● **Extract provided**:
####
Arrhythmogenic right ventricular cardiomyopathy (ARVC) is a genetically inherited cardiomyopathy which can cause ventricular arrhythmia and SCD. One group has shown that cardiac sympathetic innervation abnormalities are frequently present in these patients, using both MIBG,11C-HED PET, and 11C-CGP-12177 (a marker of post synaptic beta-adrenergic receptors).128,129 They reported the presence of regionally reduced MIBG uptake in 40/48 patients with ARVC, and these areas of abnormal sympathetic innervation were strongly correlated with the site of origin of ventricular tachycardia in patients with right ventricular outflow tract tachycardia.128 In a follow-up study with 42 ARVC patients followed for more than 10 years, they demonstrated that the patients with abnormal MIBG scans were at a significantly increased risk to develop life-threatening VT vs those with normal sympathetic function (88% vs 35% over total follow-up, P < .0005).130

Some evidence also supports a role for cardiac sympathetic innervation imaging in Brugada syndrome, another cause of SCD. Wichter et al demonstrated that regionally decreased MIBG was present in nearly 50% of patients with Brugada syndrome,131 while Kies et al demonstrated that they have abnormal uptake of 11C-HED on PET.132 This, combined with clinical evidence of autonomic nervous system dysfunction,133 supports the hypothesis of autonomic dysfunction in Brugada syndrome’s pathophysiology, but whether or not it has any prognostic value and can help in clinical decision-making remains to be determined.
####
● **What this task involves**: Reproduce the passage on cardiac sympathetic imaging word for word, from "Some evidence also" to "to be determined.".

● **Records provided**:
####
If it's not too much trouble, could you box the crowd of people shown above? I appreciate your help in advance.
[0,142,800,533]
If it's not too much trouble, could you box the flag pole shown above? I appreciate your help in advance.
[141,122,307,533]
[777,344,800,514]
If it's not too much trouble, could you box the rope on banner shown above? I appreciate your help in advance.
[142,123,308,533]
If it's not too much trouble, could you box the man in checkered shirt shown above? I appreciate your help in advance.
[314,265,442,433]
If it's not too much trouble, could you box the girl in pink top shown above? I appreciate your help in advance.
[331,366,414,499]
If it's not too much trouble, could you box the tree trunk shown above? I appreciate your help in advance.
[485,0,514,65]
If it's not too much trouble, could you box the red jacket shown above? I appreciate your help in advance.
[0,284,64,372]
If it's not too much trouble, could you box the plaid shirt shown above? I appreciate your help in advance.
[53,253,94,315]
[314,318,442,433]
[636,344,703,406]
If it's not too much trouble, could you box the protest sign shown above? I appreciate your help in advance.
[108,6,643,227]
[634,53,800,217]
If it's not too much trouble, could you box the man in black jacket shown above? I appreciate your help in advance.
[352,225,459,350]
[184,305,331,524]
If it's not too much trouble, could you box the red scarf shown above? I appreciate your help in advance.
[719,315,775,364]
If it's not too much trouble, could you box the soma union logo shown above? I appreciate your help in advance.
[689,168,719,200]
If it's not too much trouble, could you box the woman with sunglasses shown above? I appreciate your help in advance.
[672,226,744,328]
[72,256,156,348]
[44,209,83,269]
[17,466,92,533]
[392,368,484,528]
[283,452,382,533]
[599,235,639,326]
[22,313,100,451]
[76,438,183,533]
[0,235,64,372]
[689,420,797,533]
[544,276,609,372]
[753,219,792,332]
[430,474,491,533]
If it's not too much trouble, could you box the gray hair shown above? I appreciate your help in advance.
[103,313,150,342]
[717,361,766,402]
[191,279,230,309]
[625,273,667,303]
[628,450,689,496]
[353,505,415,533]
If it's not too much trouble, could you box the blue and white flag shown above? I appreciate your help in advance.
####
● **Exercise result**:
Some evidence also supports a role for cardiac sympathetic innervation imaging in Brugada syndrome, another cause of SCD. Wichter et al demonstrated that regionally decreased MIBG was present in nearly 50% of patients with Brugada syndrome,131 while Kies et al demonstrated that they have abnormal uptake of 11C-HED on PET.132 This, combined with clinical evidence of autonomic nervous system dysfunction,133 supports the hypothesis of autonomic dysfunction in Brugada syndrome’s pathophysiology, but whether or not it has any prognostic value and can help in clinical decision-making remains to be determined.